§ **TASK ITEM**: Every record that follows should be output exactly as it is given.

§ **PROVIDED ENTRIES**:
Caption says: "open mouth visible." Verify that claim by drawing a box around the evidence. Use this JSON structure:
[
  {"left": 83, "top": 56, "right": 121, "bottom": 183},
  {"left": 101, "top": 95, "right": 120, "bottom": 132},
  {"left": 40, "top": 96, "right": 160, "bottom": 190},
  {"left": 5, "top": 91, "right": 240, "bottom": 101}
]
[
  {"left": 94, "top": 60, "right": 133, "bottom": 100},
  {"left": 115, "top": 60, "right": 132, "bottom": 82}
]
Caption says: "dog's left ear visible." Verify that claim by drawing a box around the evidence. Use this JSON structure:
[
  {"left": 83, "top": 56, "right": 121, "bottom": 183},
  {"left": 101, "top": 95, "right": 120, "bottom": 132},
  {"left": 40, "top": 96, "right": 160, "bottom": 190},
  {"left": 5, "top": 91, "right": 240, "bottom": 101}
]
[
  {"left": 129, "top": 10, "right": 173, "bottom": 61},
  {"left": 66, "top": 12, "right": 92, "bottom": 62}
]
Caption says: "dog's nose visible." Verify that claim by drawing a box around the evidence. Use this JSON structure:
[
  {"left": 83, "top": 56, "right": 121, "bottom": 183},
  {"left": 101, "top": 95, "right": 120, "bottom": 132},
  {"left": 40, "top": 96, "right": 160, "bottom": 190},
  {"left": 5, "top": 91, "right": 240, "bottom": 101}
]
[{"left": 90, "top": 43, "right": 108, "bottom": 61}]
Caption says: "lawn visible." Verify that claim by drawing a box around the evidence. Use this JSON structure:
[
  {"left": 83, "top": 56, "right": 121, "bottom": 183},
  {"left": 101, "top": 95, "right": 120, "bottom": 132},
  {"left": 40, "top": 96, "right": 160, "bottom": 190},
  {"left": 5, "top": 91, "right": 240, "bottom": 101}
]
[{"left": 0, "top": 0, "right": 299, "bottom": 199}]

§ **SOLUTION**:
Caption says: "open mouth visible." Verify that claim by drawing a box around the evidence. Use this JSON structure:
[
  {"left": 83, "top": 56, "right": 121, "bottom": 183},
  {"left": 101, "top": 95, "right": 120, "bottom": 132},
  {"left": 40, "top": 96, "right": 160, "bottom": 190},
  {"left": 5, "top": 91, "right": 240, "bottom": 101}
]
[
  {"left": 94, "top": 60, "right": 133, "bottom": 100},
  {"left": 115, "top": 60, "right": 132, "bottom": 82}
]
Caption says: "dog's left ear visible." Verify that claim by drawing a box around the evidence. Use this JSON structure:
[
  {"left": 83, "top": 56, "right": 121, "bottom": 183},
  {"left": 101, "top": 95, "right": 120, "bottom": 132},
  {"left": 40, "top": 96, "right": 160, "bottom": 190},
  {"left": 5, "top": 91, "right": 240, "bottom": 101}
]
[
  {"left": 129, "top": 10, "right": 173, "bottom": 61},
  {"left": 66, "top": 12, "right": 92, "bottom": 62}
]
Caption says: "dog's nose visible." Verify that claim by drawing a box around the evidence. Use this JSON structure:
[
  {"left": 83, "top": 56, "right": 121, "bottom": 183},
  {"left": 101, "top": 95, "right": 120, "bottom": 132},
  {"left": 40, "top": 96, "right": 160, "bottom": 190},
  {"left": 5, "top": 91, "right": 240, "bottom": 101}
]
[{"left": 90, "top": 43, "right": 108, "bottom": 61}]
Caption says: "lawn visible." Verify that claim by drawing a box around the evidence. Use this JSON structure:
[
  {"left": 83, "top": 56, "right": 121, "bottom": 183},
  {"left": 101, "top": 95, "right": 120, "bottom": 132},
  {"left": 40, "top": 96, "right": 160, "bottom": 190},
  {"left": 5, "top": 91, "right": 240, "bottom": 101}
]
[{"left": 0, "top": 0, "right": 299, "bottom": 199}]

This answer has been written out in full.